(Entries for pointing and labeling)
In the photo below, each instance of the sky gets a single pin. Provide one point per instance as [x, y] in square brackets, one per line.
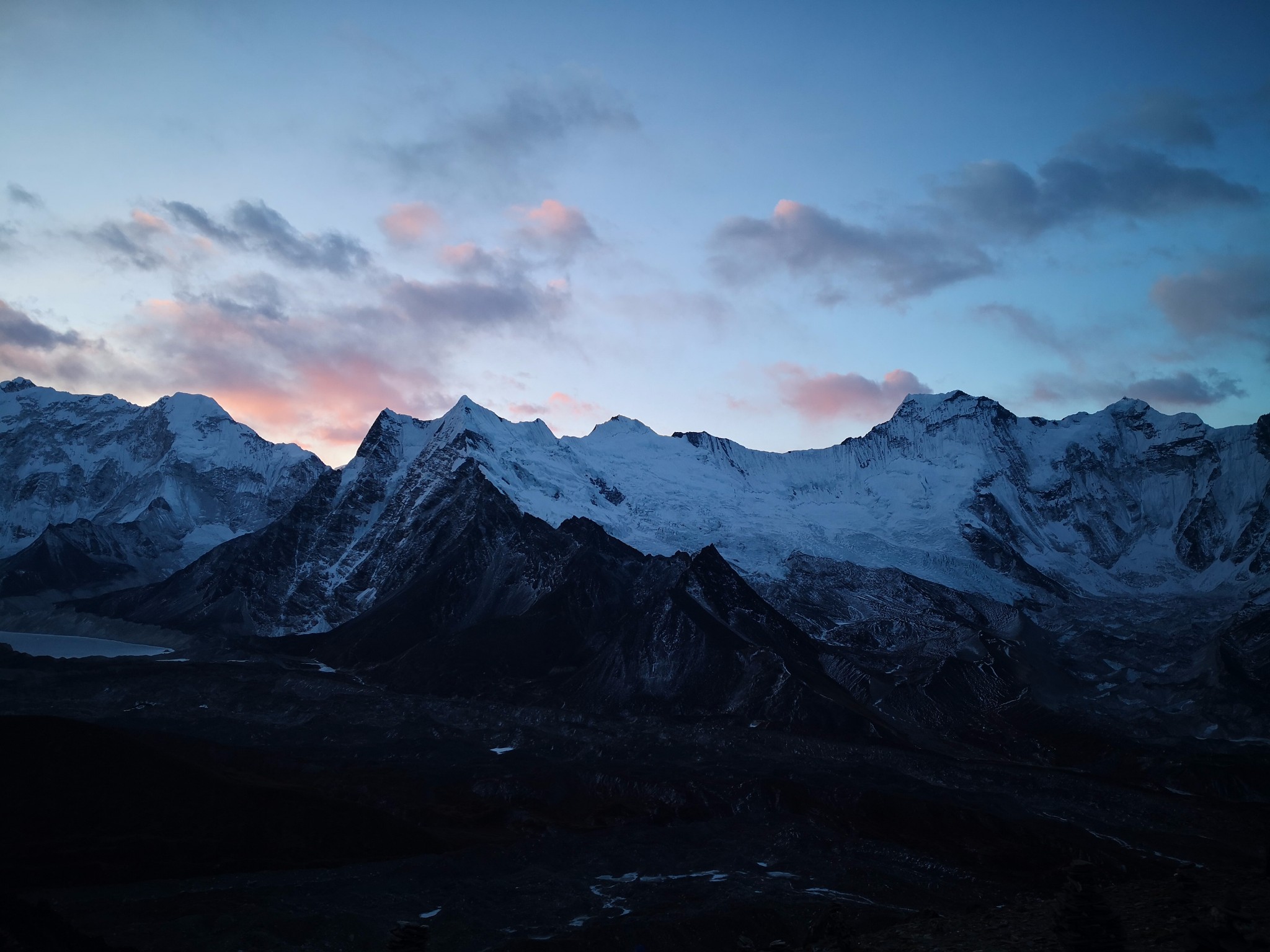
[769, 221]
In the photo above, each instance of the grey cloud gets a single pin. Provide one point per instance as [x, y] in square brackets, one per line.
[531, 117]
[471, 304]
[1185, 390]
[1108, 172]
[804, 240]
[1169, 117]
[1176, 391]
[276, 236]
[19, 329]
[126, 244]
[1228, 299]
[1008, 202]
[255, 226]
[20, 196]
[202, 223]
[1034, 329]
[258, 295]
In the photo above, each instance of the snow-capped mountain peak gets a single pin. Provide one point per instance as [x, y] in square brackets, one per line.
[69, 457]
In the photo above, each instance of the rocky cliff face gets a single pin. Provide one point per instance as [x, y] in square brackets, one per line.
[140, 489]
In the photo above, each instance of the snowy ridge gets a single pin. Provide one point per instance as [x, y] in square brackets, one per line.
[950, 489]
[66, 457]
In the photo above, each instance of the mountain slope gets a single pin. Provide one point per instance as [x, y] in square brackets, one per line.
[133, 490]
[1126, 503]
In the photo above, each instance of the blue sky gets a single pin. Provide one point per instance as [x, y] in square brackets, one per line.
[763, 220]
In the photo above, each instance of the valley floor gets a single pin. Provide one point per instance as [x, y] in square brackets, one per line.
[239, 801]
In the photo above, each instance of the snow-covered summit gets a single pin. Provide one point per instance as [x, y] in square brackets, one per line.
[68, 456]
[953, 488]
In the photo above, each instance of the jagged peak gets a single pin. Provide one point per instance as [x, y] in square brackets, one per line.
[191, 407]
[1126, 407]
[934, 409]
[620, 426]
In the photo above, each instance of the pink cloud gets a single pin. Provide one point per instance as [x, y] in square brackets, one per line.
[318, 381]
[562, 412]
[556, 227]
[150, 223]
[409, 224]
[828, 397]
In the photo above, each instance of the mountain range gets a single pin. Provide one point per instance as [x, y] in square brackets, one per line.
[945, 579]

• STATED PROBLEM: Format every line of the entries above as a JSON list of strings, one string per line, and skip blank lines. Leave the picture out.

• SOLUTION TO THIS EXERCISE:
[
  "In the photo below, each instance of the sky gets a single pin. Provide one point per instance as [x, y] in square brackets, one per line.",
  "[769, 221]",
  "In the photo above, each instance of the grey cloud gets a single pin. Provide one point per instance as [x, y] in square brackets, one per line.",
  "[531, 117]",
  "[471, 304]",
  "[1185, 390]",
  "[1108, 172]",
  "[804, 240]",
  "[1169, 117]",
  "[1176, 391]",
  "[276, 236]",
  "[19, 329]",
  "[126, 244]",
  "[1228, 299]",
  "[1008, 202]",
  "[255, 226]",
  "[20, 196]",
  "[202, 223]",
  "[1034, 329]",
  "[258, 295]",
  "In the photo above, each instance of the snow-capped mountain peak gets a single pin. Provide one point per instance as [x, y] in square brackets, one per line.",
  "[69, 457]",
  "In the photo above, each instance of the rocky cliff face gets a single pin. Provide one point per instance as [x, y] in square brackets, one per line.",
  "[140, 489]",
  "In the photo above, each instance of the snowy ridge gets a single pin. Provide one point per instance as [x, y] in square brackets, one per line.",
  "[950, 489]",
  "[66, 457]",
  "In the photo above, each instance of the mountain slope gets a single pin. Provide one point per instance as [x, y] in square brackets, one per line.",
  "[133, 490]",
  "[1126, 503]",
  "In the photo above, each instance of the blue sky gets a single pin. Provide one point per instance as [x, y] in square brackets, one per line.",
  "[763, 220]",
  "In the photo above, each instance of the valley floor gets a single pin. Provide one point per instance as [x, y] in square brackets, one per line.",
  "[239, 801]",
  "In the photo above, each instance of the snow-covered summit gets a single pin. Provide one point per instance as [x, y] in square brackets, one per line.",
  "[68, 456]",
  "[953, 488]",
  "In the photo above, each instance of the jagged peak gets a single pin. Provide one point per instance as [x, y] in square brackets, one per line.",
  "[191, 407]",
  "[1126, 407]",
  "[934, 409]",
  "[620, 426]",
  "In the photo above, each instance of the pink cloud gets a single pin. Provide one point per instance as [x, y] in square brackets, one per line.",
  "[318, 381]",
  "[562, 412]",
  "[556, 227]",
  "[150, 223]",
  "[409, 224]",
  "[828, 397]",
  "In the photo above, each instance of the mountain range gets a single pin. Provide one point per instance as [x, y] in square brackets, one per line.",
  "[945, 579]"
]